> [STUDY TEXT]
____________________

CUSTOMER S OBLIGATIONS
7.1
You shall not:
(a)
Assign, sub-let, charge or part with possession of the
Equipment or any part of it;
(b)
Remove the Equipment or allow it to be removed from
the Installation Address;
(c)
Interfere or modify the Equipment in any way or allow
such interference or modification;
(d)
Permit the Equipment to be affixed or incorporated
into any other property so that they become an accession without our prior
written consent or without having the third party acknowledge in writing that our
interest in the Equipment takes priority over the third party s interest in the
other property.
(e)
Interfere with any identification marks, labels, logos
or notice on the Equipment.
7.2
You acknowledge and represent to us that:
(a)
Your entry into, and performance of your obligations
under the Agreement, do not and will not, breach any law or any material
agreement affecting you;
(b)
Your Customer Environment is in good working order and you are solely responsible for its availability
and integrity; and
(c)
You will take all reasonable precautions to safeguard
your business and specifically your Customer Environment, the Software and all
software and data to minimise potential loss or disruption, including (as
applicable) implementing effective audit control, working methods, firewalls,
virus checking controls and data security measures including appropriate data
and software back-ups.
7.3
You shall comply with all laws, statutes or regulations
in relation to the use of the Equipment and Services.
7.4
You shall immediately notify us in writing of any
change of your address or intention to change the place where the Equipment is
kept.
8.

____________________

> [Dataset entries]

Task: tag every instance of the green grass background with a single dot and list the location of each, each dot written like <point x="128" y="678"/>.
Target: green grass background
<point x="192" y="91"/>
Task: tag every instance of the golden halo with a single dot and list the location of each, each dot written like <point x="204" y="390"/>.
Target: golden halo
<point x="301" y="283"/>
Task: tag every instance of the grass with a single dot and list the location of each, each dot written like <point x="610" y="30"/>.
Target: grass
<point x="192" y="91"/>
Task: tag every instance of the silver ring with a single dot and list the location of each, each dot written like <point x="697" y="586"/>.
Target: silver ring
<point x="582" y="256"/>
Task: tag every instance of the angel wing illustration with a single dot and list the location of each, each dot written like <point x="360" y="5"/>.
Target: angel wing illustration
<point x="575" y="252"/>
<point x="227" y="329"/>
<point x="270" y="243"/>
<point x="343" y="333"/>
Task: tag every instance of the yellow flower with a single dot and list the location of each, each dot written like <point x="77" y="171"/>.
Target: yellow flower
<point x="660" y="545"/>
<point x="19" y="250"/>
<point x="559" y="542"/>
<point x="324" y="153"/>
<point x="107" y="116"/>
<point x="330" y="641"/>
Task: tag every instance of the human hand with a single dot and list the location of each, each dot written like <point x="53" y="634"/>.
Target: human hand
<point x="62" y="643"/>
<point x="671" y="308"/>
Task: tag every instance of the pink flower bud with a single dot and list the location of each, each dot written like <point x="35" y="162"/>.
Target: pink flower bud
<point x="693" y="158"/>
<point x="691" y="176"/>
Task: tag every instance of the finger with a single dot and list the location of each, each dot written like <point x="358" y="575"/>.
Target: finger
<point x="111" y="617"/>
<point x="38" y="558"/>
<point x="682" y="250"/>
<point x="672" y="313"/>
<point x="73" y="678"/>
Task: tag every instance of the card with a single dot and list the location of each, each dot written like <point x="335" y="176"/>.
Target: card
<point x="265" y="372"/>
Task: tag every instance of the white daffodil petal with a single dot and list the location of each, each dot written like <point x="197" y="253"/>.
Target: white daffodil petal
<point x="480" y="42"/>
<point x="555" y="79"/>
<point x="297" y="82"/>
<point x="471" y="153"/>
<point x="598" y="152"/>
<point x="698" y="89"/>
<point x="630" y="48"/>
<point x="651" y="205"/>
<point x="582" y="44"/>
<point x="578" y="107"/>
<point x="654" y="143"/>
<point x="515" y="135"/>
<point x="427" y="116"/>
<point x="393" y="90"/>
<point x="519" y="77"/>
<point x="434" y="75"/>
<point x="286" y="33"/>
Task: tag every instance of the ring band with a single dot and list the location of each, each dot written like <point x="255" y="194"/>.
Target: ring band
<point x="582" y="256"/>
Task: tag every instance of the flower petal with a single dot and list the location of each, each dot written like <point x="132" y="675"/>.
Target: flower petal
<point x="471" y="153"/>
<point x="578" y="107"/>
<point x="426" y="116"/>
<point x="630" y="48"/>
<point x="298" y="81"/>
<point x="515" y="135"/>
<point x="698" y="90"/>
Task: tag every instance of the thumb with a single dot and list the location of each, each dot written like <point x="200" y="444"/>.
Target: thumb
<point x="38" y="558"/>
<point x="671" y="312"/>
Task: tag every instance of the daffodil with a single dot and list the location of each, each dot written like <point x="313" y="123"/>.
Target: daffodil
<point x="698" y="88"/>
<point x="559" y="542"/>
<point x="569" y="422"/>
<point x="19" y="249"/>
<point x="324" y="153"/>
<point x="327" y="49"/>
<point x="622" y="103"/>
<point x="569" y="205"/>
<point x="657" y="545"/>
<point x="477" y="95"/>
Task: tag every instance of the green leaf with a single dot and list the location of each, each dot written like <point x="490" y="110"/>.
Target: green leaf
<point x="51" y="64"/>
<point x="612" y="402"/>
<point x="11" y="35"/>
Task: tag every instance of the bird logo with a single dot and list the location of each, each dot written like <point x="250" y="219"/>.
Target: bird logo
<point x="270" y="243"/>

____________________

> [DIRECTIONS FOR THIS TASK] Update the customer obligations clause starting at "Your Customer Environment is" and ending at "Equipment and Services.", replacing "Customer Environment" with "Client Environment". Rely only on the text.

> [ANSWER TO THE EXERCISE]
Your Client Environment is in good working order and you are solely responsible for its availability
and integrity; and
(c)
You will take all reasonable precautions to safeguard
your business and specifically your Client Environment, the Software and all
software and data to minimise potential loss or disruption, including (as
applicable) implementing effective audit control, working methods, firewalls,
virus checking controls and data security measures including appropriate data
and software back-ups.
7.3
You shall comply with all laws, statutes or regulations
in relation to the use of the Equipment and Services.